TASK GOAL
Could you print the stretch of lines below, from the line containing "point: man's nose" through the line containing "column 241, row 63", unchanged?

(Point annotation records)

▬▬▬

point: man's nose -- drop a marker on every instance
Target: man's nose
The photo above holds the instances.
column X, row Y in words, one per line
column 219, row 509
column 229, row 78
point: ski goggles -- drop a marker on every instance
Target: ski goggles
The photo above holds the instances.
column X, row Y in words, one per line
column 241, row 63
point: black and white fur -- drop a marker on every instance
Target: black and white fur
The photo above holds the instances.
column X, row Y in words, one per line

▬▬▬

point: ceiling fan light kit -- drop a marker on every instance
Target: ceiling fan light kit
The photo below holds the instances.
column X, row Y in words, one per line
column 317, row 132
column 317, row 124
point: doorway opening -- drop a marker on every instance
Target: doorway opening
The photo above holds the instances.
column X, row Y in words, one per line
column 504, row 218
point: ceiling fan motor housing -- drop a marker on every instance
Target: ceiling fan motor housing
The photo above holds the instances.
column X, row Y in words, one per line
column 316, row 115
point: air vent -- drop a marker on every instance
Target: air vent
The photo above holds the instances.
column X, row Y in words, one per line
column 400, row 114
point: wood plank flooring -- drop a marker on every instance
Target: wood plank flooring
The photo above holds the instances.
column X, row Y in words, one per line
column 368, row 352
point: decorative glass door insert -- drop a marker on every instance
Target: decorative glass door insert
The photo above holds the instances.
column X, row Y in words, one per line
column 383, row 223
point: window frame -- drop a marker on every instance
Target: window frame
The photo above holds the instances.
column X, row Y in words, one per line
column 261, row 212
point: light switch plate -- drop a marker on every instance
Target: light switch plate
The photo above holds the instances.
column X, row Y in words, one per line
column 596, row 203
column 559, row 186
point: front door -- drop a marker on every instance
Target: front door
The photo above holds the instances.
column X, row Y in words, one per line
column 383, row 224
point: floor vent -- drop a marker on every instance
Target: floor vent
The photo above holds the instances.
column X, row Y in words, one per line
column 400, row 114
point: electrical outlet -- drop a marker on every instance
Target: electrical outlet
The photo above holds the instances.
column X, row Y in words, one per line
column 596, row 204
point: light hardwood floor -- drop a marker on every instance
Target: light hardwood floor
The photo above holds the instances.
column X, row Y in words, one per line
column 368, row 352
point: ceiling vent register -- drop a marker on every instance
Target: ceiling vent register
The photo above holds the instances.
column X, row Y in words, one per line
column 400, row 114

▬▬▬

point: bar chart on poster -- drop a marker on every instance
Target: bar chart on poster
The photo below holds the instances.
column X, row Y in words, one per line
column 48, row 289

▬▬▬

CORRECT ANSWER
point: man's nose -- drop a marker on every instance
Target: man's nose
The photo above holds the instances.
column X, row Y in words, one per line
column 219, row 509
column 229, row 78
point: ski goggles -- drop a marker on every instance
Target: ski goggles
The photo above holds the instances.
column X, row Y in words, one per line
column 241, row 63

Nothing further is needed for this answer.